## ARTÍCULO
Francesc Homs, ya ex portavoz en el Congreso del Partit Demòcrata Europeu Català (PDeCAT), perdió el 29 de marzo su acta de diputado. Su destierro del Parlamento español, como todos sabemos, responde a la condena de trece meses de inhabilitación para el ejercicio de cargos públicos que le impuso el Tribunal Supremo por su participación en la consulta ilegal del 9-N.

Muchos se han alegrado de la salida forzosa del político separatista catalán del Palacio de la Carrera de San Jerónimo. Yo no. Yo siento dentro de mi corazón mucha pena, penita, pena por el exilio parlamentario de don Francesc, aunque se trata exclusivamente de un dolor intelectual porque ni el cariño ni el desafecto hacia el susodicho pertenecen a mi acervo sentimental y por ello ninguno de los dos toca mínimamente mis fibras nerviosas. Mi única preocupación por el futuro del ex portavoz del PDeCAT es la misma que palpita en mi interior respecto a la preservación del ecosistema político que, a pesar de todos sus defectos, viene garantizando desde la muerte de Franco una convivencia civilizada entre todos los españoles de bien, de todas las tendencias y obsesiones políticas, incluidos –aunque los que voy a designar a continuación no lo reconozcan explícitamente- los independentistas catalanes.

En ese escenario imperfecto pero razonablemente integrador figura (me imagino que ahora con nuevas funciones dentro del Principado) el para mí entrañable -sin fecha de caducidad- don Francesc Homs. A partir de este momento voy a echar muchísimo de menos sus estupendos lapsus y actos fallidos, que han probado lo que verdaderamente son don Francesc y sus conmilitones: si no unos auténticos españolazos a calzón quitado, sí los legítimos propietarios de un inconsciente colectivo que, al observar los mapas, se cercioran de que Cataluña no es una isla. Sólo en el restaurante Pepe, en el fondo de Despeñaperros, creen que en la actualidad todos los catalanes tienen la obligación moral de aporrear las baquetas del Tambor del Bruch. Yo considero que es mejor un poco más de modestia y un poco menos de histeria patriótica.

## ENUNCIADO A
¿Qué instituciones y partidos políticos nombra el artículo sobre Francesc Homs?
## ENUNCIADO B
Según el artículo sobre Francesc Homs, ¿por qué perdió él su acta de diputado?
El material no interviene en esto.

## REGISTROS
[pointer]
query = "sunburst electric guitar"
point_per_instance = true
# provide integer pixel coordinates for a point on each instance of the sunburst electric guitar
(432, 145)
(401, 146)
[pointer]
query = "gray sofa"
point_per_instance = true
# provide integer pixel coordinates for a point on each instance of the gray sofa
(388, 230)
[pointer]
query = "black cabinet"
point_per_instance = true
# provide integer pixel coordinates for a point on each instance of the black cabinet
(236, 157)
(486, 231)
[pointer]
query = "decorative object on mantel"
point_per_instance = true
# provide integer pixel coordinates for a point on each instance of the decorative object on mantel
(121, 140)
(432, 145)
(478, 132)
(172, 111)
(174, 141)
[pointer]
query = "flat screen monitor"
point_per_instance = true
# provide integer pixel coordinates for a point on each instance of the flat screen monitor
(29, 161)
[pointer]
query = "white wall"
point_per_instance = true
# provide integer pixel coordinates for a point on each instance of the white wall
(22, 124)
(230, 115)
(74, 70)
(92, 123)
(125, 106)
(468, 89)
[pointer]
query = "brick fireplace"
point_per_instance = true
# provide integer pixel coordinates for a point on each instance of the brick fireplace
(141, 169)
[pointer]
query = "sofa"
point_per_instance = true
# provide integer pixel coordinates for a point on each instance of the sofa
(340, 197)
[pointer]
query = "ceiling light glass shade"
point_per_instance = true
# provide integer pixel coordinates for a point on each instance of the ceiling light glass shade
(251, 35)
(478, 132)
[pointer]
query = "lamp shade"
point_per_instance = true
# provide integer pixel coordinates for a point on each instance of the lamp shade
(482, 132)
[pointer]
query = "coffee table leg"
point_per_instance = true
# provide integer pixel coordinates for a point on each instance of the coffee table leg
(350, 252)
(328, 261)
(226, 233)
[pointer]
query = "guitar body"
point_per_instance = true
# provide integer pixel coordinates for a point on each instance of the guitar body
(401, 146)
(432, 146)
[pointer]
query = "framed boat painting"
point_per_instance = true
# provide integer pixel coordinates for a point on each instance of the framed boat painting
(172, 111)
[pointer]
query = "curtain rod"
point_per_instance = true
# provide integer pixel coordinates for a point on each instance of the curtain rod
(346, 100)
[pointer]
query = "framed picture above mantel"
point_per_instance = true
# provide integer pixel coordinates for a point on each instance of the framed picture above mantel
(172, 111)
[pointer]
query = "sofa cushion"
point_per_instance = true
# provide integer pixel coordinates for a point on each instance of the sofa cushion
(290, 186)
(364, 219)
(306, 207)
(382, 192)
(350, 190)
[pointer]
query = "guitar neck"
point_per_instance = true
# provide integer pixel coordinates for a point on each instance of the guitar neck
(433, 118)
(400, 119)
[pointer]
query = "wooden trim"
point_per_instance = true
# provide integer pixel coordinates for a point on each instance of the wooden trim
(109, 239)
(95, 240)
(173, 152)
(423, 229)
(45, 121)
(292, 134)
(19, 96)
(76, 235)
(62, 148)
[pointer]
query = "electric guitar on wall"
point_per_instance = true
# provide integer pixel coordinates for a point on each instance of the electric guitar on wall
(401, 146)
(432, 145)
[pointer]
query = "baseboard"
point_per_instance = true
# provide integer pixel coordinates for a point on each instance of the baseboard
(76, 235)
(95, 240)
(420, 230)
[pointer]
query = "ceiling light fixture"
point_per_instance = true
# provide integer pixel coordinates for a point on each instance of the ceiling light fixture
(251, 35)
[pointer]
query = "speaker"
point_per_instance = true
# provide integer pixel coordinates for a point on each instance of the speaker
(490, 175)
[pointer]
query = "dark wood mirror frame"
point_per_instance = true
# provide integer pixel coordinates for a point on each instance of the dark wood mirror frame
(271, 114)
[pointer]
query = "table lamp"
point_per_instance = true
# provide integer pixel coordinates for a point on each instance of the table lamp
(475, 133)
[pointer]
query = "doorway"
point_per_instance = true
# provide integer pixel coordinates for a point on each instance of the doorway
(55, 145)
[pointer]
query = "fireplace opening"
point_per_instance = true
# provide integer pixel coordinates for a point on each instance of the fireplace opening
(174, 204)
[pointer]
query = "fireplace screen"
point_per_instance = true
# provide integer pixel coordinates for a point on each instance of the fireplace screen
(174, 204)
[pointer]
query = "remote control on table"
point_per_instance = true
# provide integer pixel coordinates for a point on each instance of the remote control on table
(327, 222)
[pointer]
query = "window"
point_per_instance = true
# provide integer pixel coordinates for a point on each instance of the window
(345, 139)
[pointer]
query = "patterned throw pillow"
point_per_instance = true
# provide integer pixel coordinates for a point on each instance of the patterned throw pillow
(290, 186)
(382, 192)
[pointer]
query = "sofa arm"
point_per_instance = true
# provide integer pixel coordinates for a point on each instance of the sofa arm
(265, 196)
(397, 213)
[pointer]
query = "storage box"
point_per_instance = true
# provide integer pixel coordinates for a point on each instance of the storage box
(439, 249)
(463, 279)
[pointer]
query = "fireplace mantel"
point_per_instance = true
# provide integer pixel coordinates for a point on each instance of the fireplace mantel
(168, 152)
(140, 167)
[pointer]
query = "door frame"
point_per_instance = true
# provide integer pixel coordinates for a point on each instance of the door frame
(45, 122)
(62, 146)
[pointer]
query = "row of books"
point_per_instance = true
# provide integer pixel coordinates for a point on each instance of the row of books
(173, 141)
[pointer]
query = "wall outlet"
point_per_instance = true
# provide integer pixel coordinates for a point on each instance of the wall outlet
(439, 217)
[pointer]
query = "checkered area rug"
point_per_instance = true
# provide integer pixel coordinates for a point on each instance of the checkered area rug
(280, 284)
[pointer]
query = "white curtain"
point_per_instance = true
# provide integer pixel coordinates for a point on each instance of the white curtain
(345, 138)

## RESPUESTA COMPLETA A
- El Congreso
- El Partit Demòcrata Europeu Català (PDeCAT)
- El Parlamento español
- El Tribunal Supremo

## RESPUESTA COMPLETA B
La perdió por la condena de trece meses de inhabilitación para el ejercicio de cargos públicos que le impuso el Tribunal Supremo. Esa condena se debió a su participación en la consulta ilegal del 9-N.